Task to carry out ▸ Lay out the following lines as a JSON list of strings, one string per line, with blank lines omitted.

── Recorded data ──

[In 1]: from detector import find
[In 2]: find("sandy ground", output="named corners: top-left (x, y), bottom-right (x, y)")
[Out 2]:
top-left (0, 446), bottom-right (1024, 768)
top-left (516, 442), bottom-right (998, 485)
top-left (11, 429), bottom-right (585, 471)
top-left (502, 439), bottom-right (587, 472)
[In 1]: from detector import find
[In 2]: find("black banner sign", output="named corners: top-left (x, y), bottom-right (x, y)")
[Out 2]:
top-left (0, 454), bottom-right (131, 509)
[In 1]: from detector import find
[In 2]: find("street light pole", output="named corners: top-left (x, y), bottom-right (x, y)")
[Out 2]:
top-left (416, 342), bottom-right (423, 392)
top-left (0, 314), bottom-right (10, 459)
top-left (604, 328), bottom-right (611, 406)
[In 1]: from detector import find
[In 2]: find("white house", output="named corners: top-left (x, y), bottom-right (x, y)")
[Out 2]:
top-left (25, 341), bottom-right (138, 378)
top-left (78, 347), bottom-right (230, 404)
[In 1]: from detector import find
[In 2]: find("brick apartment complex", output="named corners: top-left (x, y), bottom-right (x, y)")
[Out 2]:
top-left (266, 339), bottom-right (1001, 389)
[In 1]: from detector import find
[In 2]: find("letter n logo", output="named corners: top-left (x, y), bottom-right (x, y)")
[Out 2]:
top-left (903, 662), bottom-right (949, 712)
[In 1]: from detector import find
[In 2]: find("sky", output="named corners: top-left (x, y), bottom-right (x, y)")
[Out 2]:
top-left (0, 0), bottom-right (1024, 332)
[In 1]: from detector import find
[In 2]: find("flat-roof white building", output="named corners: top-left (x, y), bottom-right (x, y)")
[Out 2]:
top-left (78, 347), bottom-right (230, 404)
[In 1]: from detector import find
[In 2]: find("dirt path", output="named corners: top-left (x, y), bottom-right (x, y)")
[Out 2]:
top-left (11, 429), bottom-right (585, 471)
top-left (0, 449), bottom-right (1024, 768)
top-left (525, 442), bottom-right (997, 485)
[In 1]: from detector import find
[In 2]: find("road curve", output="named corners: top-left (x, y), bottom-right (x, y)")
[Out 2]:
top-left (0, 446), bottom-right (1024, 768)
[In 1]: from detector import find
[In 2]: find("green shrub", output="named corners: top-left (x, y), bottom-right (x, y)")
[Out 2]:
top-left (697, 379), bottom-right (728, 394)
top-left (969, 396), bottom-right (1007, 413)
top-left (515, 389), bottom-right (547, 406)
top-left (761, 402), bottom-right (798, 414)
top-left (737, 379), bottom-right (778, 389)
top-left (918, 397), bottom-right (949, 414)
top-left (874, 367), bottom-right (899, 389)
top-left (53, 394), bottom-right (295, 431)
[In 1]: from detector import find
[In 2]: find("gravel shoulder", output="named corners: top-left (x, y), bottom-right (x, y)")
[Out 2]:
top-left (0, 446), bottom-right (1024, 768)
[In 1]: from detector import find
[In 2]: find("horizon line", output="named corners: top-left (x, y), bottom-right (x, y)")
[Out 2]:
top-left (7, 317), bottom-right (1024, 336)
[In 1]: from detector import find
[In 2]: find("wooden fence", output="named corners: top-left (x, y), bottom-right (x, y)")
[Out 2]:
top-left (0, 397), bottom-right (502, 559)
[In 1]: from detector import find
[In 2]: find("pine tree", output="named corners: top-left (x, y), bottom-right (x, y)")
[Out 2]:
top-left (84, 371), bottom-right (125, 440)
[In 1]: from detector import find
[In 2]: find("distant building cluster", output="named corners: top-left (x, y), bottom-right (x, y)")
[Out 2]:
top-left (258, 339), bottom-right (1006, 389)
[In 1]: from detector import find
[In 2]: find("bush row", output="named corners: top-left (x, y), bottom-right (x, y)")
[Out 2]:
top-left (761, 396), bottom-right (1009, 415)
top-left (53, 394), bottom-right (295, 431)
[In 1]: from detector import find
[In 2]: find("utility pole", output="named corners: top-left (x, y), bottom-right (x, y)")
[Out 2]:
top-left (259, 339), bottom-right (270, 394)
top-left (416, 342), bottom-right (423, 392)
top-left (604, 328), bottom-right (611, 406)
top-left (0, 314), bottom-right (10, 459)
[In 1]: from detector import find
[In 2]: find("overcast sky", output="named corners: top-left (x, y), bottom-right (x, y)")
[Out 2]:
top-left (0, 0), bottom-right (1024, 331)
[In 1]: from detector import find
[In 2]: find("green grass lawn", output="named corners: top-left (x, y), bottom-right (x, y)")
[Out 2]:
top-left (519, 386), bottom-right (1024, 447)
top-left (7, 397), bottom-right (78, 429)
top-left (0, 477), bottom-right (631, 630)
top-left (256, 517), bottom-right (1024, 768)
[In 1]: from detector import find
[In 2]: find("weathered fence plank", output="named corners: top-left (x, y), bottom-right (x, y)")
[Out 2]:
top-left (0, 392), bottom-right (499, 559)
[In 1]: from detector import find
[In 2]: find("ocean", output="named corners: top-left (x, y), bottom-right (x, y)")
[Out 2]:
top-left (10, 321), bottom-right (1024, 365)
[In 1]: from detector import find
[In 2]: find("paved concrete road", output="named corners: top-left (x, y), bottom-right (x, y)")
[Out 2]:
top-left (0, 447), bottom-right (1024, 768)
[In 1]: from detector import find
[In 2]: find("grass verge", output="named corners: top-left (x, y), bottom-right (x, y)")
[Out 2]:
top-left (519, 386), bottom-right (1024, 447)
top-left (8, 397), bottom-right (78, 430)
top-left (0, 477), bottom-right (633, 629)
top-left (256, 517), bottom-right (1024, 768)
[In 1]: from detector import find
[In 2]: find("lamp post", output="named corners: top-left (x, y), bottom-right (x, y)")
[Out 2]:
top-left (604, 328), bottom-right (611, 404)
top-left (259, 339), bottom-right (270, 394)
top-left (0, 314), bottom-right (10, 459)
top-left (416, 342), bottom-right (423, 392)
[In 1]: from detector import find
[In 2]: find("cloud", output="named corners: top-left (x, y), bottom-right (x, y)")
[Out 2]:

───

Task answer ▸
[
  "[In 1]: from detector import find",
  "[In 2]: find(\"sandy ground\", output=\"named corners: top-left (x, y), bottom-right (x, y)\")",
  "[Out 2]:",
  "top-left (0, 446), bottom-right (1024, 768)",
  "top-left (516, 442), bottom-right (998, 485)",
  "top-left (11, 429), bottom-right (585, 471)",
  "top-left (502, 439), bottom-right (587, 472)",
  "[In 1]: from detector import find",
  "[In 2]: find(\"black banner sign\", output=\"named corners: top-left (x, y), bottom-right (x, y)\")",
  "[Out 2]:",
  "top-left (0, 454), bottom-right (131, 509)",
  "[In 1]: from detector import find",
  "[In 2]: find(\"street light pole\", output=\"named corners: top-left (x, y), bottom-right (x, y)\")",
  "[Out 2]:",
  "top-left (416, 342), bottom-right (423, 392)",
  "top-left (0, 314), bottom-right (10, 459)",
  "top-left (604, 328), bottom-right (611, 406)",
  "[In 1]: from detector import find",
  "[In 2]: find(\"white house\", output=\"named corners: top-left (x, y), bottom-right (x, y)\")",
  "[Out 2]:",
  "top-left (25, 341), bottom-right (138, 378)",
  "top-left (78, 347), bottom-right (230, 404)",
  "[In 1]: from detector import find",
  "[In 2]: find(\"brick apartment complex\", output=\"named corners: top-left (x, y), bottom-right (x, y)\")",
  "[Out 2]:",
  "top-left (266, 339), bottom-right (1001, 389)",
  "[In 1]: from detector import find",
  "[In 2]: find(\"letter n logo\", output=\"named corners: top-left (x, y), bottom-right (x, y)\")",
  "[Out 2]:",
  "top-left (903, 662), bottom-right (949, 712)",
  "[In 1]: from detector import find",
  "[In 2]: find(\"sky\", output=\"named corners: top-left (x, y), bottom-right (x, y)\")",
  "[Out 2]:",
  "top-left (0, 0), bottom-right (1024, 332)",
  "[In 1]: from detector import find",
  "[In 2]: find(\"flat-roof white building\", output=\"named corners: top-left (x, y), bottom-right (x, y)\")",
  "[Out 2]:",
  "top-left (78, 347), bottom-right (230, 404)",
  "[In 1]: from detector import find",
  "[In 2]: find(\"dirt path\", output=\"named corners: top-left (x, y), bottom-right (x, y)\")",
  "[Out 2]:",
  "top-left (11, 429), bottom-right (585, 471)",
  "top-left (0, 449), bottom-right (1024, 768)",
  "top-left (525, 442), bottom-right (997, 485)",
  "[In 1]: from detector import find",
  "[In 2]: find(\"road curve\", output=\"named corners: top-left (x, y), bottom-right (x, y)\")",
  "[Out 2]:",
  "top-left (0, 446), bottom-right (1024, 768)",
  "[In 1]: from detector import find",
  "[In 2]: find(\"green shrub\", output=\"named corners: top-left (x, y), bottom-right (x, y)\")",
  "[Out 2]:",
  "top-left (697, 379), bottom-right (728, 394)",
  "top-left (969, 396), bottom-right (1007, 413)",
  "top-left (515, 389), bottom-right (547, 406)",
  "top-left (761, 402), bottom-right (798, 414)",
  "top-left (737, 379), bottom-right (778, 389)",
  "top-left (918, 397), bottom-right (949, 414)",
  "top-left (874, 367), bottom-right (899, 389)",
  "top-left (53, 394), bottom-right (295, 431)",
  "[In 1]: from detector import find",
  "[In 2]: find(\"gravel shoulder\", output=\"named corners: top-left (x, y), bottom-right (x, y)\")",
  "[Out 2]:",
  "top-left (0, 446), bottom-right (1024, 768)",
  "[In 1]: from detector import find",
  "[In 2]: find(\"horizon line\", output=\"named corners: top-left (x, y), bottom-right (x, y)\")",
  "[Out 2]:",
  "top-left (7, 317), bottom-right (1024, 336)",
  "[In 1]: from detector import find",
  "[In 2]: find(\"wooden fence\", output=\"named corners: top-left (x, y), bottom-right (x, y)\")",
  "[Out 2]:",
  "top-left (0, 397), bottom-right (502, 559)",
  "[In 1]: from detector import find",
  "[In 2]: find(\"pine tree\", output=\"named corners: top-left (x, y), bottom-right (x, y)\")",
  "[Out 2]:",
  "top-left (84, 371), bottom-right (125, 440)",
  "[In 1]: from detector import find",
  "[In 2]: find(\"distant building cluster\", output=\"named corners: top-left (x, y), bottom-right (x, y)\")",
  "[Out 2]:",
  "top-left (258, 339), bottom-right (1006, 389)",
  "[In 1]: from detector import find",
  "[In 2]: find(\"bush row\", output=\"named corners: top-left (x, y), bottom-right (x, y)\")",
  "[Out 2]:",
  "top-left (761, 396), bottom-right (1009, 415)",
  "top-left (53, 394), bottom-right (295, 431)",
  "[In 1]: from detector import find",
  "[In 2]: find(\"utility pole\", output=\"named corners: top-left (x, y), bottom-right (x, y)\")",
  "[Out 2]:",
  "top-left (259, 339), bottom-right (270, 394)",
  "top-left (416, 342), bottom-right (423, 392)",
  "top-left (604, 328), bottom-right (611, 406)",
  "top-left (0, 314), bottom-right (10, 459)",
  "[In 1]: from detector import find",
  "[In 2]: find(\"overcast sky\", output=\"named corners: top-left (x, y), bottom-right (x, y)\")",
  "[Out 2]:",
  "top-left (0, 0), bottom-right (1024, 331)",
  "[In 1]: from detector import find",
  "[In 2]: find(\"green grass lawn\", output=\"named corners: top-left (x, y), bottom-right (x, y)\")",
  "[Out 2]:",
  "top-left (519, 386), bottom-right (1024, 447)",
  "top-left (7, 397), bottom-right (78, 429)",
  "top-left (0, 477), bottom-right (631, 630)",
  "top-left (256, 517), bottom-right (1024, 768)",
  "[In 1]: from detector import find",
  "[In 2]: find(\"weathered fence plank\", output=\"named corners: top-left (x, y), bottom-right (x, y)\")",
  "[Out 2]:",
  "top-left (0, 392), bottom-right (499, 559)",
  "[In 1]: from detector import find",
  "[In 2]: find(\"ocean\", output=\"named corners: top-left (x, y), bottom-right (x, y)\")",
  "[Out 2]:",
  "top-left (10, 321), bottom-right (1024, 365)",
  "[In 1]: from detector import find",
  "[In 2]: find(\"paved concrete road\", output=\"named corners: top-left (x, y), bottom-right (x, y)\")",
  "[Out 2]:",
  "top-left (0, 447), bottom-right (1024, 768)",
  "[In 1]: from detector import find",
  "[In 2]: find(\"grass verge\", output=\"named corners: top-left (x, y), bottom-right (x, y)\")",
  "[Out 2]:",
  "top-left (519, 386), bottom-right (1024, 447)",
  "top-left (8, 397), bottom-right (78, 430)",
  "top-left (0, 477), bottom-right (633, 629)",
  "top-left (256, 517), bottom-right (1024, 768)",
  "[In 1]: from detector import find",
  "[In 2]: find(\"lamp post\", output=\"named corners: top-left (x, y), bottom-right (x, y)\")",
  "[Out 2]:",
  "top-left (604, 328), bottom-right (611, 404)",
  "top-left (259, 339), bottom-right (270, 394)",
  "top-left (0, 314), bottom-right (10, 459)",
  "top-left (416, 342), bottom-right (423, 392)",
  "[In 1]: from detector import find",
  "[In 2]: find(\"cloud\", output=\"named corners: top-left (x, y), bottom-right (x, y)\")",
  "[Out 2]:"
]